◆ TASKS TO PERFORM ◆
- A) How much would the Senate proposal described in the highway bill excerpt spend, and over what period?
- B) Using the highway bill excerpt, explain why the Highway Trust Fund has been shrinking.
━━ EXCERPT ━━
So I thought it was somewhat interesting that as I'm touring agriculture this week along a small piece of a famous highway that the White House is focusing on highway infrastructure this week. Key senators on Monday also released their proposal for reauthorizing the highway bill as well.

Senate Environment and Public Works Committee leaders issued a news release Monday announcing the bill text and committee meeting for the highway bill, known as MAP-21, or Moving Ahead for Progress in the 21st Century. (Seriously, what would Congress do without minions to craft legislative acronyms for legislation?)

The Senate proposal would spend $330 billion over six years on infrastructure and would seek to consolidate some Department of Transportation programs. It would also provide new money for projects considered to have regional or national significance. Some funds would be set aside specifically for rural areas as well.

One thing the Senate bill doesn't do is address the long-term dwindling of the Highway Trust Fund. The trust fund comes from fuel taxes, but has dwindled in recent years because of increased fuel efficiency in vehicles as well as the recession that caused long-distance highway travel to decline. Lawmakers have not come up with solutions to prop up the trust fund mainly because of resistance to raising fuel taxes or look at alternatives to fuel taxes.
━━━
━━ DATASET ENTRIES ━━
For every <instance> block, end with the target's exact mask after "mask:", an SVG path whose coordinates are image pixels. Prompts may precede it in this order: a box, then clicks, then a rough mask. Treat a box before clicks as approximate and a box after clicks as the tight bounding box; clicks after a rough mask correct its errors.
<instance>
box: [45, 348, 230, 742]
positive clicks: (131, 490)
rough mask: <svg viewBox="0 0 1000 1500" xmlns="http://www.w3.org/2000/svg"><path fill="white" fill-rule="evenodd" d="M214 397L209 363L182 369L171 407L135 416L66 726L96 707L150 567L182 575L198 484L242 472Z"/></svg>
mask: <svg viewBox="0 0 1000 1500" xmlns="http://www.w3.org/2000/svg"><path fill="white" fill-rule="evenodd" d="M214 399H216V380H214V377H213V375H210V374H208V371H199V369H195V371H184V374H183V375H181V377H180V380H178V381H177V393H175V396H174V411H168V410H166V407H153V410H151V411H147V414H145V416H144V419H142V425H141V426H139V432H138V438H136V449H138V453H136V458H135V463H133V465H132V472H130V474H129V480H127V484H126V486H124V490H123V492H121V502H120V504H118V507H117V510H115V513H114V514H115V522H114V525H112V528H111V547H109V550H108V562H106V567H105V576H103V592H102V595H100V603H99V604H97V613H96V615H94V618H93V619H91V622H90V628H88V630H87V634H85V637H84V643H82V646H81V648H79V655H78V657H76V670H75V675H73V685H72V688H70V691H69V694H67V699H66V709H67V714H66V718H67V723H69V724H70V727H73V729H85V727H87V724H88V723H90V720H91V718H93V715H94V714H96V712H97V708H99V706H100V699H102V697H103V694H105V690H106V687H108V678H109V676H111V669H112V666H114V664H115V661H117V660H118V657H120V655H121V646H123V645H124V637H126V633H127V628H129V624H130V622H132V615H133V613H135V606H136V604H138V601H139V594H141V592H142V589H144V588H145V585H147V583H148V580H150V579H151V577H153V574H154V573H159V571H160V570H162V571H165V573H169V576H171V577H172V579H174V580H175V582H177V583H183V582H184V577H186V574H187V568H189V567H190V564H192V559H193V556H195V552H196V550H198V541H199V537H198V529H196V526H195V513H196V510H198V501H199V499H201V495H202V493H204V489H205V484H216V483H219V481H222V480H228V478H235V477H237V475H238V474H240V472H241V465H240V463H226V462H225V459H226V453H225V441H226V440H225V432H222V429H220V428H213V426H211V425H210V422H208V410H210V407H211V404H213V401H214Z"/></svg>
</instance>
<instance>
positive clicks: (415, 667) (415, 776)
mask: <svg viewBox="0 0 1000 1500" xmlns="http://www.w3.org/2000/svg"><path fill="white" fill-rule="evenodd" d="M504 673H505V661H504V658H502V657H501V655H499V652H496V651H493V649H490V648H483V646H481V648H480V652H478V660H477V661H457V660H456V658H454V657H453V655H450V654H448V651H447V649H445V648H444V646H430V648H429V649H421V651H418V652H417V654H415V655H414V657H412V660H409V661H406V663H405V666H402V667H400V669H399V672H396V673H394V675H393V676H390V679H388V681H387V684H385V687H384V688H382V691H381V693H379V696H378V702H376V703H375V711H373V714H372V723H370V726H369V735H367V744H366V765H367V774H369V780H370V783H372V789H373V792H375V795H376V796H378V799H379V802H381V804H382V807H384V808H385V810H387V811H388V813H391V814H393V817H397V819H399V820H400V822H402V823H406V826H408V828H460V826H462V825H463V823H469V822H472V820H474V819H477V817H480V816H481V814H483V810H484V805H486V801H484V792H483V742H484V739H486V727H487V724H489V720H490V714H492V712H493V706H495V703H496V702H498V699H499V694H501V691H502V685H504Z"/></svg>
━━━
◆ SOLUTIONS BELOW ◆
- A) $330 billion over six years.

- B) The fund comes from fuel taxes. Those taxes have brought in less because vehicles have become more fuel efficient and because the recession cut down on long-distance highway travel.